BRIEF — Copy every one of the entries below word for word, without changing anything.
━━━━
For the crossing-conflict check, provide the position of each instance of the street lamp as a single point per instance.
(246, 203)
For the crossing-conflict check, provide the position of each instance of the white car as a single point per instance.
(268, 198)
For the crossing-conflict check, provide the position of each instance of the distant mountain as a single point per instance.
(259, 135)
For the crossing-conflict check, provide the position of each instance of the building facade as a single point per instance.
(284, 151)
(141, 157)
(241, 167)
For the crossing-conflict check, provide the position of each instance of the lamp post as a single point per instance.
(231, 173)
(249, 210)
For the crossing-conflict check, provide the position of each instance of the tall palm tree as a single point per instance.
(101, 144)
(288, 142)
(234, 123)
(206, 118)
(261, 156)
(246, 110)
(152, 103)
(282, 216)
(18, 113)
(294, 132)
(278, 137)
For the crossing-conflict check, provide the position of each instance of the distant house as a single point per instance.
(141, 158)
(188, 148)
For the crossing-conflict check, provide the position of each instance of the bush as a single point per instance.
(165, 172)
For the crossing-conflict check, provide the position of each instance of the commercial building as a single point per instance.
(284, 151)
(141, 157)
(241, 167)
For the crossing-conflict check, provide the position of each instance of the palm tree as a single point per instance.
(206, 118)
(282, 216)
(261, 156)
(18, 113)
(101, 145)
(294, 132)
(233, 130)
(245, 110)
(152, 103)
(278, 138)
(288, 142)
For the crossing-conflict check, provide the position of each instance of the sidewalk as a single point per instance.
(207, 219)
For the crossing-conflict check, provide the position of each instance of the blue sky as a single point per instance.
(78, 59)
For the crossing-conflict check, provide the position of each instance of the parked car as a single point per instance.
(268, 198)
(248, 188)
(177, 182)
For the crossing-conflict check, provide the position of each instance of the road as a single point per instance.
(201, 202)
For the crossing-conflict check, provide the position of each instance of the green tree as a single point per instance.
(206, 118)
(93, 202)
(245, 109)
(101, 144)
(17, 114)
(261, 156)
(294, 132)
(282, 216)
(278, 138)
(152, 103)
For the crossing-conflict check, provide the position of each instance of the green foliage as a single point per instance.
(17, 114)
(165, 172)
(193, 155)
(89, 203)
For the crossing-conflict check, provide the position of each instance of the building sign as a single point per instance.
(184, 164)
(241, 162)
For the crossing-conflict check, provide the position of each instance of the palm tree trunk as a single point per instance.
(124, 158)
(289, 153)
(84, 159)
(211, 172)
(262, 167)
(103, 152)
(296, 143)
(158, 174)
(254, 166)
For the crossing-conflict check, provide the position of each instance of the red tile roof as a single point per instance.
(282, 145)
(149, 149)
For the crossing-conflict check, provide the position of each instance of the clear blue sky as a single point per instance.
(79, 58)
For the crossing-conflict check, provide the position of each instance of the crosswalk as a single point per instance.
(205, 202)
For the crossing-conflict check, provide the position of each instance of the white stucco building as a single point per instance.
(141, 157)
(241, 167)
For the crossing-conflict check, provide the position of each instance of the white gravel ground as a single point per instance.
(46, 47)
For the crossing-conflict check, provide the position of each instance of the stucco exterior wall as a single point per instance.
━━━━
THE COMPLETED TASK —
For the crossing-conflict check, provide the position of each instance of the street lamp as a single point per instance.
(246, 203)
For the crossing-conflict check, provide the position of each instance of the white car as a single point per instance.
(268, 198)
For the crossing-conflict check, provide the position of each instance of the distant mountain as a single point per instance.
(259, 135)
For the crossing-conflict check, provide the position of each instance of the building facade as a single point per instance.
(284, 151)
(141, 157)
(241, 167)
For the crossing-conflict check, provide the position of each instance of the lamp post as a single point per instance.
(231, 173)
(249, 210)
For the crossing-conflict check, provide the position of each instance of the tall palm tree as a single point per instance.
(101, 144)
(288, 142)
(234, 123)
(206, 118)
(261, 156)
(246, 110)
(152, 103)
(282, 216)
(18, 113)
(294, 132)
(278, 137)
For the crossing-conflict check, provide the position of each instance of the distant house as a single point per instance.
(141, 158)
(188, 148)
For the crossing-conflict check, provide the position of each instance of the bush as a single point per instance.
(165, 172)
For the crossing-conflict check, provide the position of each instance of the commercial building as a single point per instance.
(284, 151)
(141, 157)
(241, 167)
For the crossing-conflict check, provide the position of each instance of the palm tree as a single point per instance.
(206, 118)
(282, 216)
(261, 156)
(18, 113)
(101, 145)
(294, 132)
(233, 130)
(245, 110)
(152, 103)
(278, 138)
(288, 142)
For the crossing-conflict check, provide the position of each instance of the sidewalk as a single point per instance.
(207, 219)
For the crossing-conflict check, provide the position of each instance of the blue sky as a single point per instance.
(78, 59)
For the crossing-conflict check, provide the position of each instance of the parked car as a single point per instance.
(268, 198)
(248, 188)
(177, 182)
For the crossing-conflict check, provide the position of each instance of the road as a single point per instance.
(201, 202)
For the crossing-conflict check, provide the position of each instance of the green tree as a single point per instance.
(206, 118)
(93, 202)
(245, 109)
(101, 144)
(17, 114)
(261, 156)
(294, 132)
(282, 216)
(278, 138)
(152, 103)
For the crossing-conflict check, provide the position of each instance of the green foliage as a single point per instance.
(17, 114)
(165, 172)
(193, 155)
(89, 203)
For the crossing-conflict check, provide the position of each instance of the building sign as a single point per instance.
(184, 164)
(241, 162)
For the crossing-conflict check, provide the position of each instance of the palm tree trunk as a single point per instance.
(124, 158)
(289, 153)
(84, 159)
(211, 172)
(262, 167)
(103, 152)
(296, 143)
(158, 174)
(254, 166)
For the crossing-conflict check, provide the position of each instance of the red tile roof as a single point per instance.
(282, 145)
(149, 149)
For the crossing-conflict check, provide the position of each instance of the clear blue sky as a single point per instance.
(79, 58)
For the crossing-conflict check, provide the position of each instance of the crosswalk as a single point per instance.
(205, 202)
For the crossing-conflict check, provide the position of each instance of the white stucco building as a single point per instance.
(141, 157)
(241, 167)
For the crossing-conflict check, provide the position of each instance of the white gravel ground as a single point per instance.
(46, 47)
For the crossing-conflict check, provide the position of each instance of the stucco exterior wall as a single point per instance.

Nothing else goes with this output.